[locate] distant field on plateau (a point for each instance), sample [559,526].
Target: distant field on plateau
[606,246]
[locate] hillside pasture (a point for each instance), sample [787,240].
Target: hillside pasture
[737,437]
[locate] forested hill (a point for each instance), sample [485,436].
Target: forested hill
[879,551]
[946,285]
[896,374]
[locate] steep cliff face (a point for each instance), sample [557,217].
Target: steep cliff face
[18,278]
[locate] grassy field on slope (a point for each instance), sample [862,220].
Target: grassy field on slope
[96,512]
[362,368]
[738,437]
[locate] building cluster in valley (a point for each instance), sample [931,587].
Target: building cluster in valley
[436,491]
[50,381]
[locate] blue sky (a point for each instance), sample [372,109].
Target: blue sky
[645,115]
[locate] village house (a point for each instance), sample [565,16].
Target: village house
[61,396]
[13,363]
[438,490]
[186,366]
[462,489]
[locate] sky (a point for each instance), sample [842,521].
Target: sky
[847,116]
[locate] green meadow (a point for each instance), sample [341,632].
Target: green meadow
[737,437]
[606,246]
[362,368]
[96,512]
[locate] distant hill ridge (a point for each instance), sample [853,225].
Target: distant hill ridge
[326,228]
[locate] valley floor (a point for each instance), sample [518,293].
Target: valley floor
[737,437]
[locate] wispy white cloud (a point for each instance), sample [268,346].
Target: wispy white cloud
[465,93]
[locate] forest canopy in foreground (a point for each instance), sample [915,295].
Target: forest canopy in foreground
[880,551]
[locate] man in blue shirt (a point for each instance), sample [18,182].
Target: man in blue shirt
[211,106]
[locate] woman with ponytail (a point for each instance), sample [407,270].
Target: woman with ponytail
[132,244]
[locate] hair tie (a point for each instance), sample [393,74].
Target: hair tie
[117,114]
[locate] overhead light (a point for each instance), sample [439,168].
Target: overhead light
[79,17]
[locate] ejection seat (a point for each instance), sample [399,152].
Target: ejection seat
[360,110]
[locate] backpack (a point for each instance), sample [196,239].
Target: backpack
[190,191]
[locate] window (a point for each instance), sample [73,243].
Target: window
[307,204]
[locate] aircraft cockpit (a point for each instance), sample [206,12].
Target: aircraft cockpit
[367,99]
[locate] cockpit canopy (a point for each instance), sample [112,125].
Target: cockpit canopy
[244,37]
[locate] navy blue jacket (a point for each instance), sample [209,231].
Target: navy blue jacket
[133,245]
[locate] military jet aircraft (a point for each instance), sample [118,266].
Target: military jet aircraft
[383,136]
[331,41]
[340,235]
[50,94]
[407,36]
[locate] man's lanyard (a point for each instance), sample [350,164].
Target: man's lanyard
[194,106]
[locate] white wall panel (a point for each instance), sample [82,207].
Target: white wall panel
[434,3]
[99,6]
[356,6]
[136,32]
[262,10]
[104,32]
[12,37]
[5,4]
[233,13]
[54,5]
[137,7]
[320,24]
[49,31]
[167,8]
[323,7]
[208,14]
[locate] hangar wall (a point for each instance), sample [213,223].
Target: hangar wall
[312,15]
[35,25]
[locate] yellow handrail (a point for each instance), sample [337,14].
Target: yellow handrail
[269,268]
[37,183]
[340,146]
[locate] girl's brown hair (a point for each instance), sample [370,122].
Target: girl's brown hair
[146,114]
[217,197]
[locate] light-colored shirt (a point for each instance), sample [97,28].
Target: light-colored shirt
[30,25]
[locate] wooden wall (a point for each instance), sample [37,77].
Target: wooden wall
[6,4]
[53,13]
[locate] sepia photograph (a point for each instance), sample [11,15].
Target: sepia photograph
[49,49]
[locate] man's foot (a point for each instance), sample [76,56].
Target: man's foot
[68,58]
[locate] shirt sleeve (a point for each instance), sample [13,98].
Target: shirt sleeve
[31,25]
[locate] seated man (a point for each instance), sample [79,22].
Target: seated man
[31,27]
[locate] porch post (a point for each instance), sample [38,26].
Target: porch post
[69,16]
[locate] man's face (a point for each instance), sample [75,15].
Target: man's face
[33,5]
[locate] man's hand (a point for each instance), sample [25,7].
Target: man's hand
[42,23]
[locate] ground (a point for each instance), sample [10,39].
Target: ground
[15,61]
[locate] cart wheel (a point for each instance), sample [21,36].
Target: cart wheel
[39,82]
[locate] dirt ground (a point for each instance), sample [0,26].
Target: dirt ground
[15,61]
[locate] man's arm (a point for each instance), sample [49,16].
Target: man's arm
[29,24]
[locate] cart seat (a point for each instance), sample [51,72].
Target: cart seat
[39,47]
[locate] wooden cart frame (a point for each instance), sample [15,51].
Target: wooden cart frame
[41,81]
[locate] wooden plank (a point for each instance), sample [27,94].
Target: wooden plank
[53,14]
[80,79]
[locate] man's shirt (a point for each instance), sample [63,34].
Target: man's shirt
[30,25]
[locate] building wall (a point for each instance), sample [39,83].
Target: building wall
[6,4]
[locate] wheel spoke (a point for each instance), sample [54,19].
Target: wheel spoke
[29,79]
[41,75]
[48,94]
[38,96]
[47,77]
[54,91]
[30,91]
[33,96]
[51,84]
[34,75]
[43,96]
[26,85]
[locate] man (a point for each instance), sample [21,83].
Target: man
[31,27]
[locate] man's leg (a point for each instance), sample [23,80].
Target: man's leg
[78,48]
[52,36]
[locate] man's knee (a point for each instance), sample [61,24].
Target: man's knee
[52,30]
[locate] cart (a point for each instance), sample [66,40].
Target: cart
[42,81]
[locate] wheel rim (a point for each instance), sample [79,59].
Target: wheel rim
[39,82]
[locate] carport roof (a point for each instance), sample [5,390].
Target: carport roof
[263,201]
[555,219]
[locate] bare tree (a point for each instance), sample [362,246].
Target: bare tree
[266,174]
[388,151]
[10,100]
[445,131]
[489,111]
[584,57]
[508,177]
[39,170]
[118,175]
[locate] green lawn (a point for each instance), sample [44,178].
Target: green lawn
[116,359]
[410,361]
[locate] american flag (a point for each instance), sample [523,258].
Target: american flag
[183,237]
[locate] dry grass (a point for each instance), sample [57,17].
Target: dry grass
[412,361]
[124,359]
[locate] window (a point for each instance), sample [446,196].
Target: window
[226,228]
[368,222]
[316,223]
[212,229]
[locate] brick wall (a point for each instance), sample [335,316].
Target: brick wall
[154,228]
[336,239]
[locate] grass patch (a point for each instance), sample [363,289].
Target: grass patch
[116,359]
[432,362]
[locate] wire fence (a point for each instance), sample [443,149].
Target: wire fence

Action item
Across all the entries above, how many lines have the word "wire" in them? Only the number, please.

Written response
2